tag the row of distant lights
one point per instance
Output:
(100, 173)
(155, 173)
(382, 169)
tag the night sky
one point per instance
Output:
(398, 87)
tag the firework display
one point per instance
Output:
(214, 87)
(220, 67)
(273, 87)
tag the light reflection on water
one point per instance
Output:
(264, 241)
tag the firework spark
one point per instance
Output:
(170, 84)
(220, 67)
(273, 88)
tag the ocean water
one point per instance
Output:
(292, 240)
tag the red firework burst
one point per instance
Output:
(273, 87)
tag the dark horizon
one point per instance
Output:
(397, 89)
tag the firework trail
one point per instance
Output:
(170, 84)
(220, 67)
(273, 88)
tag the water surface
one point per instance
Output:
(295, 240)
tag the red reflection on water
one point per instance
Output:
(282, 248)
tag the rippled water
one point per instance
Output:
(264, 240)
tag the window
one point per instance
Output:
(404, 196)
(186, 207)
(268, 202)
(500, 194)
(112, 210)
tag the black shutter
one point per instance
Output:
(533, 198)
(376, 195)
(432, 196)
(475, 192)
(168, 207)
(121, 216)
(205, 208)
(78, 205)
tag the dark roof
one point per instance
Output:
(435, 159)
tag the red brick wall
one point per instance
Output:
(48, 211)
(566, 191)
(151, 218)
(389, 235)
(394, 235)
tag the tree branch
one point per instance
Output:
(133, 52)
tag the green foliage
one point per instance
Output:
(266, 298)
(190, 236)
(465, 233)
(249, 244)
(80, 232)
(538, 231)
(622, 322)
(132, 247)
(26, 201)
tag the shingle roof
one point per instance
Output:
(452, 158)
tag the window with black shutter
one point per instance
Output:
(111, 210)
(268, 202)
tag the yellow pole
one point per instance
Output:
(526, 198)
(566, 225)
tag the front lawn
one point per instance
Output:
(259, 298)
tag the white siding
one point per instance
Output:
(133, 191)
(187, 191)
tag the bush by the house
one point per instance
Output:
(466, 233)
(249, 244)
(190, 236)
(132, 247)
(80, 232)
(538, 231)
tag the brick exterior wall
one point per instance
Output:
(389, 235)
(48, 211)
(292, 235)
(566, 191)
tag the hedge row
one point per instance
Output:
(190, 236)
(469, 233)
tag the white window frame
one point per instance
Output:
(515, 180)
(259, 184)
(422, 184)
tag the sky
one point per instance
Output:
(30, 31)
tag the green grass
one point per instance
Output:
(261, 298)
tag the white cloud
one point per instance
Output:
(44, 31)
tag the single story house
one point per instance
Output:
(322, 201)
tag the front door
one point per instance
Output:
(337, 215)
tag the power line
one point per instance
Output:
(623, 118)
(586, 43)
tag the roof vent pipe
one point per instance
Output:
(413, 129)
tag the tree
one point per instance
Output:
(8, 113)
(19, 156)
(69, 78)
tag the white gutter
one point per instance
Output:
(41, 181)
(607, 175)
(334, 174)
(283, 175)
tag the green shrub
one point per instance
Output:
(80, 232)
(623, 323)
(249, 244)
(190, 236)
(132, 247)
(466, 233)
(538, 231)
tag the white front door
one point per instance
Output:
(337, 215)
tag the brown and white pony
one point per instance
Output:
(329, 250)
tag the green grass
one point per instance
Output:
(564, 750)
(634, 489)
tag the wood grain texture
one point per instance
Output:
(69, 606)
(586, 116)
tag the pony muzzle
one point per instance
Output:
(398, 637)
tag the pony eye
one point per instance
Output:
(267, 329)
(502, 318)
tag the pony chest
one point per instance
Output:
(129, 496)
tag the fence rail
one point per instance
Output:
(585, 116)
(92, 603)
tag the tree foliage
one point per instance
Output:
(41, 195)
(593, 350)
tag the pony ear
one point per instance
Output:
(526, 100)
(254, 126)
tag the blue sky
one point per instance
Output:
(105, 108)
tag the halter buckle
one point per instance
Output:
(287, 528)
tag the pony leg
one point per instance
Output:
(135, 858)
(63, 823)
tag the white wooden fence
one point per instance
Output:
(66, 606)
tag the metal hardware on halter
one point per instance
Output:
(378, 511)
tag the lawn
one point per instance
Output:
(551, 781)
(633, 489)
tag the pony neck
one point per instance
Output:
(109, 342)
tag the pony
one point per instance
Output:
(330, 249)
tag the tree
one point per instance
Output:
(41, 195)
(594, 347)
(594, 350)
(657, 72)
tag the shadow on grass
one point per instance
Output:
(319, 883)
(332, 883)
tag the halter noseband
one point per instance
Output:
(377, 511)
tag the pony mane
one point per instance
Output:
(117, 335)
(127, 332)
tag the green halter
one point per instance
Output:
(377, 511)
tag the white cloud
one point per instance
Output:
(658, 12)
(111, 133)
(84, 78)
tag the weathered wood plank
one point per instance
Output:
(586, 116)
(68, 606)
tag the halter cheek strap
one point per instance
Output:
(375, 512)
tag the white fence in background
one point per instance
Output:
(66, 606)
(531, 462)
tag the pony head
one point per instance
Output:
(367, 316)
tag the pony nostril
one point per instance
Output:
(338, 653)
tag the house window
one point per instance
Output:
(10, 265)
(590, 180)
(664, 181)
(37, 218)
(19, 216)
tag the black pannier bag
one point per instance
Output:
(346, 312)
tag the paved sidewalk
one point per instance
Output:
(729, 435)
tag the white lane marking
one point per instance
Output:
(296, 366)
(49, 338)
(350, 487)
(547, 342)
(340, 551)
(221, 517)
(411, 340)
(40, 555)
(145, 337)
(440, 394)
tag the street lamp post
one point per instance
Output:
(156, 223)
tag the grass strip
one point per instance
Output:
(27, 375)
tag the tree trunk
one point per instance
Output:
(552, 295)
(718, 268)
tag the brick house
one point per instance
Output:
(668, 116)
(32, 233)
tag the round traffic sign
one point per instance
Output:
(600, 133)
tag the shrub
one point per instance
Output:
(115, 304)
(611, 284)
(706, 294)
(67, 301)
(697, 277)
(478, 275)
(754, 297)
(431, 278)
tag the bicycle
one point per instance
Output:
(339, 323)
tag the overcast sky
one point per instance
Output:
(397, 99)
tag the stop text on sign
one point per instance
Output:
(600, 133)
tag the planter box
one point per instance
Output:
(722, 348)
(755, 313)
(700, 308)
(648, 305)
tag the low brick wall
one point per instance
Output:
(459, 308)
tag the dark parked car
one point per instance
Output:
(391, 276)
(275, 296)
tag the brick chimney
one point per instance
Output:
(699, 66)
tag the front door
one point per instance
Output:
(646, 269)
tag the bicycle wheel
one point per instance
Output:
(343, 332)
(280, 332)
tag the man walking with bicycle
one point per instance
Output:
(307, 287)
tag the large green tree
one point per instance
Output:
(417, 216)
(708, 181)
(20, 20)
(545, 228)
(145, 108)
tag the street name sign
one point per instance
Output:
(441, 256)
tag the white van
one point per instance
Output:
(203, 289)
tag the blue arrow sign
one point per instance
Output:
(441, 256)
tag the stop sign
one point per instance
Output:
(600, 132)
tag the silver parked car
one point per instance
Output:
☆ ☆ ☆ ☆
§ Exercise description
From the records above, return each line where "black" occurs.

§ Completed task
tag the black shutter
tag the window with black shutter
tag the black pannier bag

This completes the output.